Saint Paul’s, the Antwerp Dominican church, a revelation
Our Lady’s Chapel
Our Lady of the Holy Rosary
The Altarpiece of Our Lady of the Rosary
(Michelangelo Merisi da Caravaggio, 1606-1607)
Michelangelo Merisi, better known by the name of his native village Caravaggio, painted Our Lady of the Rosary during his stay in Naples in 1606-1607.
The man (♂C) in the carefully ironed ruff collar, kneeling down respectfully, is most likely the commissioner. By seeking eye contact with the spectator he attracts our attention, but at the same time he exerts a helpful, guiding role for the spectator’s Baroque empathy. It is obvious that this altar piece was made for some Dominican church in Naples or its surroundings, like the San Domenico Maggiore, even maybe for the local Colonna family’s burial chapel, devoted to Our Lady of the Rosary. In that case it is tempting to interpret the brightly illuminated grooved pillar in the background as a symbol of the commissioner’s surname.
For an unknown reason it was not accepted and already in 1607 it ended up in the possession of the art dealer Louis Finson, who returned to the Low Countries in 1612. After his death in 1617 the painting probably landed in the Antwerp Dominican church via the Dutch art trade and through the agency of a number of painters, among whom Peter Paul Rubens, Hendrik Van Balen and Jan Brueghel the Elder (nicknamed ‘Velvet’ Brueghel). They purchased it “out of affection for the chapel” as well as “in order to have a rare piece in Antwerp”. However unmistakably Rubens’ admiration of Caravaggio may have played a role in the motivation of the purchase, it does not allow us to allege with certainty that Rubens took the initiative for this acquisition.
From the Church Interior of 1636 we learn that the immense canvas (11.94 ft high x 8.16 ft wide) was at first in the midst of the then recently completed series of the rosary. Also since it was displayed as an eye-catcher from the 1650’s onwards on the therefore specially constructed portico altar, it has kept this function of a kind of heavenly mandate for the devotion of the rosary.
The further history illustrates once again the ‘the price of its success’. For his wish list for his imperial collection in Vienna, the emperor’s eye in 1785 fell on this Caravaggio, which he probably had admired already years before in the “église des Jacobins à Anvers” (in the Jacobins’ church in Antwerp). Since its departure to Vienna in 1786, where the work of art is now displayed in the Kunsthistorisches Museum, it has been replaced on the altar by the copy by Bernard De Quertenmont. Even if the emperor’s interest counts as a strong sign of appreciation, the copy left behind offers but scant comfort. The allegation that the Antwerpians succeeded in bamboozling the Austrians by giving them the exact copy, must be referred to the realm of romantic, biased fantasy. But tall stories can, of course, be very persistent…
According to a Dominican legend the Virgin Mary would have given the rosary to Saint Dominic during an apparition in 1210, in order to conquer heresy. But in reality the rosary prayers only spread from 1470 onwards. Anyway, with this iconographic type one wanted to offer as it were some ‘heavenly’ authority to stimulate the devotion of the Virgin Mary.

----

--- EXERCISE AIM ---
According to the altarpiece text, whose copy has stood on the altar since the painting left for Vienna? The lines that come next are separate material and have no connection to the altarpiece text.

----

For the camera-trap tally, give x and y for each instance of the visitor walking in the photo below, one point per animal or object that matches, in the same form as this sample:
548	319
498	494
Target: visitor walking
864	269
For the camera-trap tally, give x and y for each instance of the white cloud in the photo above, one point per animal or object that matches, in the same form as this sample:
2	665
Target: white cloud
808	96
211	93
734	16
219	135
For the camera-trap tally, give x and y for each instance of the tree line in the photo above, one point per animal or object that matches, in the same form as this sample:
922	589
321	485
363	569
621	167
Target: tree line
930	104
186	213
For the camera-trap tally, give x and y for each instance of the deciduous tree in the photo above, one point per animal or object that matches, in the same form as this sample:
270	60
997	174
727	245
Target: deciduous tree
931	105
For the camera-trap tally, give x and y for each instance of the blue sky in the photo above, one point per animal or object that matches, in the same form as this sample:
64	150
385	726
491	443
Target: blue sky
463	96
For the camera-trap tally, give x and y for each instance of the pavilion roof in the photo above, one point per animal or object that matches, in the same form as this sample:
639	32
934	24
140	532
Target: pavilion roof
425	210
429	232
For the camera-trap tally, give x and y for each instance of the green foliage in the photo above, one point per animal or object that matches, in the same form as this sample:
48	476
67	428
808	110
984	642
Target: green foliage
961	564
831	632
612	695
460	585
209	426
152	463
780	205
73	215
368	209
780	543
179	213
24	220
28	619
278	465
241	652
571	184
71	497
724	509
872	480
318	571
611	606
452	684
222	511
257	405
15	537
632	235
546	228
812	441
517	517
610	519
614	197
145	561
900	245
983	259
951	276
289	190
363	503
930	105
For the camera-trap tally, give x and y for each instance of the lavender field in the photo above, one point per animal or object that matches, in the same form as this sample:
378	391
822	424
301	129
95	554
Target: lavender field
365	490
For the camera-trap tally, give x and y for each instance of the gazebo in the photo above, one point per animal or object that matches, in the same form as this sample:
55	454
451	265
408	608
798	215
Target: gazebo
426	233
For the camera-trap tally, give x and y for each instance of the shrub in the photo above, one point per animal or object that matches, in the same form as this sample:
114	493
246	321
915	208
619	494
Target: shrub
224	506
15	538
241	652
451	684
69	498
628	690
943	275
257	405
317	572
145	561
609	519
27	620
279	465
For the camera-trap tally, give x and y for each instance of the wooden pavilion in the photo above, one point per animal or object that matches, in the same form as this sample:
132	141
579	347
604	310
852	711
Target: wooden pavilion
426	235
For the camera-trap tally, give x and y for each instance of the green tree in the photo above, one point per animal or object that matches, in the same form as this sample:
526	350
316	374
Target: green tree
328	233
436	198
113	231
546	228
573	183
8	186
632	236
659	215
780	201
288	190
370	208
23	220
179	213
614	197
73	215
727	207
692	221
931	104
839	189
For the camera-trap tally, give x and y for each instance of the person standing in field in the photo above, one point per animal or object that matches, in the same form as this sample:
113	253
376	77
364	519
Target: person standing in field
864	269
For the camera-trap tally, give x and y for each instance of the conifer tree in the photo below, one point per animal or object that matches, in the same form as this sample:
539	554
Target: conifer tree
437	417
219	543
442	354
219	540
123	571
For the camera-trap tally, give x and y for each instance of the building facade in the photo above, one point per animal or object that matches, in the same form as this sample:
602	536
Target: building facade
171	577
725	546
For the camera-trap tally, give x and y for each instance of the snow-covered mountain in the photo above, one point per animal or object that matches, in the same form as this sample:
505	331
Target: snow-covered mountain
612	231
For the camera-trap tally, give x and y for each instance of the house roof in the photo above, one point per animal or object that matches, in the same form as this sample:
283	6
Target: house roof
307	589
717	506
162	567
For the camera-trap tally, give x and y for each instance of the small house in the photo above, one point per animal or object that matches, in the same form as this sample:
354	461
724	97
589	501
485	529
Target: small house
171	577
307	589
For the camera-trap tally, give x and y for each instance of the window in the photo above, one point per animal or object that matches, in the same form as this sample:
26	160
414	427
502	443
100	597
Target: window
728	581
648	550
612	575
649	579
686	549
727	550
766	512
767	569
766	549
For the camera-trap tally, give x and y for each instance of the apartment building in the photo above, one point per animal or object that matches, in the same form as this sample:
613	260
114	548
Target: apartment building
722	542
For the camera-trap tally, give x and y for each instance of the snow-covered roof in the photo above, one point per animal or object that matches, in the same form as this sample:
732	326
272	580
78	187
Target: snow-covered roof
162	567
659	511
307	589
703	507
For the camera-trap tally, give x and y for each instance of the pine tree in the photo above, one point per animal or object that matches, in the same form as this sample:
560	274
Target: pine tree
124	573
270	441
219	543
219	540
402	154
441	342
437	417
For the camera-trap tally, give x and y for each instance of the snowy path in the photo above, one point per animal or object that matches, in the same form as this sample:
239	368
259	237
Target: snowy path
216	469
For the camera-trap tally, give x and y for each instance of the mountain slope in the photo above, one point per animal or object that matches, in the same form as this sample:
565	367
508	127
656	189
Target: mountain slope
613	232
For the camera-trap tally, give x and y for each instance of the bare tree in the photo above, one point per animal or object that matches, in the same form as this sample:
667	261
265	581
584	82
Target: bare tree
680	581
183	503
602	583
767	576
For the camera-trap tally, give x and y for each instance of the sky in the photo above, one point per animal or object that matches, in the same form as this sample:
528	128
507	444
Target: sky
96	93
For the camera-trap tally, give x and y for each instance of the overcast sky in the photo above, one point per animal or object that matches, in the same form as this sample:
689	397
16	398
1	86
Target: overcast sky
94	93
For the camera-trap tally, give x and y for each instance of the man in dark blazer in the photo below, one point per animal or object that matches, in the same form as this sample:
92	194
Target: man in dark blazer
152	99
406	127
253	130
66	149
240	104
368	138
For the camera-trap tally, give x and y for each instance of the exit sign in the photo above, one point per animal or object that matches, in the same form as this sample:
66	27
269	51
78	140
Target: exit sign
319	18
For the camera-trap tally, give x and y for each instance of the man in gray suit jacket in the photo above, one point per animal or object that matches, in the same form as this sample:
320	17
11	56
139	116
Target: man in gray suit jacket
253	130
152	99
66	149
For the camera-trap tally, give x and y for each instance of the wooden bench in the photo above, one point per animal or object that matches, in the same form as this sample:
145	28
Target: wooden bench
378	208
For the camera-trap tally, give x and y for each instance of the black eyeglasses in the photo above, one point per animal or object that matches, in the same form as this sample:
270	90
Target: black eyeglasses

----

--- OUTPUT OF THE EXERCISE ---
The copy is by Bernard De Quertenmont.